— Brief 1 —
In the essay on fear and the Dao, what were medieval prisoners usually shown before they were tortured?
— Brief 2 —
Return the stretch of the essay on fear and the Dao from "There are lot" through "ability to resist.", copied word for word.

The bellows of the Dao has been burning a lot of people lately in order to forge a new world. Not in the sense of there being a huge uptick in the material suffering of people. But the political process has whipped a lot of people into a frenzy of fear about what the new president will bring. They are afraid that Latinos, blacks, gays, Muslims, women, etc, are about to be horribly abused by a Republican party triumphant. To some extent, this may happen. But to a large extent I think that this is just a chimera that was created by the Democrats in order to win their election. (After all, in a lot of ways these people's lives were pretty crappy under the Democrats too.) They lost, but unfortunately the fear that they were counting on to fuel victory lives on after November 8th.

There are lot of Daos, some of which are dark and awful. One of them is the Dao of torture. People who have studied it realize that the worst part of torture is often not the torture itself, but rather people's fear of it. In medieval "jurisprudence" prisoners were usually "shown the implements of torture" before they were tortured, and offered an opportunity to confess first. This was done because the judges knew that if you whipped up people's anticipation, you could get a lot more confessions than if you just started out with the torture from the get go. Similarly, the military and secret services torture their own people in order to prepare them in case of capture by an enemy. This dramatically increases their ability to resist.

Unfortunately, the Clinton election campaign did such an effective job of raising voter's fears of a Trump presidency that a huge fraction of the public is now in a state of tremendous panic. Not only is this damaging to individual people's psyche, it is also tremendously counter-productive from a political point of view. The net result of all this "Chicken Little-ism" is going to be that the bar will have been lowered so far for Trump that people will think he is a success if he doesn't round people up in concentration camps, cancel all future elections, or, totally trash the economy.

The solutions to this problem are the same that the Daoists learned thousands of years ago when they had to deal with supreme autocrats who held ordinary people's lives in the palms of their hands. Hold onto the One---try to understand the subtle processes that govern the world around us. And practice mind fasting---learn how your mind operates so you can exert some control over it. In both cases, use the knowledge you have gained to find a little bit of personal peace---even if it is nothing more than realizing that we are nothing more than leaves floating down a stream.

— Records provided —
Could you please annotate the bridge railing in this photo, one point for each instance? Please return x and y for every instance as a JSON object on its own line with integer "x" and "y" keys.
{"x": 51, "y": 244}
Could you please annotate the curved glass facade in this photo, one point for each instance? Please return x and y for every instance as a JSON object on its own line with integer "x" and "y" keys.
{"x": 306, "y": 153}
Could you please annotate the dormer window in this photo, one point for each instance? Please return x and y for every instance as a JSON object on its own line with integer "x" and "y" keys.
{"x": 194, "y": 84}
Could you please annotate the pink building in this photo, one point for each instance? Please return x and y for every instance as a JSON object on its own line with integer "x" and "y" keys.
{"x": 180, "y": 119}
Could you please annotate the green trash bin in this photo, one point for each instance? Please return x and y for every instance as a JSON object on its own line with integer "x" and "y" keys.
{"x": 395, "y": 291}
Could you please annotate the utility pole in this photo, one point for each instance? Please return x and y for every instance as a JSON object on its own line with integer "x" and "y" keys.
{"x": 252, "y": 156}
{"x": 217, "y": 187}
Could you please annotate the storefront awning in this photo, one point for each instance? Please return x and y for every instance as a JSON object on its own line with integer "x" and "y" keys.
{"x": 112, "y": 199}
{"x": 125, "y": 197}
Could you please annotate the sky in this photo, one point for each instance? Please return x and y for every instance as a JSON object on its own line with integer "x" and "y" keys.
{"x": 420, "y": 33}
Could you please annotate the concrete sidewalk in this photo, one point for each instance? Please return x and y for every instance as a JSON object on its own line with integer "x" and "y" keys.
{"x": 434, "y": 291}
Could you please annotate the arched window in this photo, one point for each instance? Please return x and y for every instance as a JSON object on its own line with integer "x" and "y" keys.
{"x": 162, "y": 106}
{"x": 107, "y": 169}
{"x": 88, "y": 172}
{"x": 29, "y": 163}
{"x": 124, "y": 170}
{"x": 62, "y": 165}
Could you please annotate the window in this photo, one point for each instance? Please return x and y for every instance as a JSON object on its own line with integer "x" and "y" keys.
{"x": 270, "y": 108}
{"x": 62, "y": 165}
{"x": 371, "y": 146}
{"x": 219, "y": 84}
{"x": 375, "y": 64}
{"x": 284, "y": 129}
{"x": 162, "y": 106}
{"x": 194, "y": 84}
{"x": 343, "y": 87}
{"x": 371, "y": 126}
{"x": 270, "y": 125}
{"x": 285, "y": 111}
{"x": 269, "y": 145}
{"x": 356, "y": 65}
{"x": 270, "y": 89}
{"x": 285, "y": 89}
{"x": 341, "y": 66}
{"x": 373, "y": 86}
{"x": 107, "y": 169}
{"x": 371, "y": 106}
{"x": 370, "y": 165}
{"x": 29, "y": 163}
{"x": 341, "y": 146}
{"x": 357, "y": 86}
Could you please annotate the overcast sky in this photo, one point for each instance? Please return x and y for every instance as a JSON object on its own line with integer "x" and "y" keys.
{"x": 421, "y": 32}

— Solution 1 —
They were shown the implements of torture.

— Solution 2 —
There are lot of Daos, some of which are dark and awful. One of them is the Dao of torture. People who have studied it realize that the worst part of torture is often not the torture itself, but rather people's fear of it. In medieval "jurisprudence" prisoners were usually "shown the implements of torture" before they were tortured, and offered an opportunity to confess first. This was done because the judges knew that if you whipped up people's anticipation, you could get a lot more confessions than if you just started out with the torture from the get go. Similarly, the military and secret services torture their own people in order to prepare them in case of capture by an enemy. This dramatically increases their ability to resist.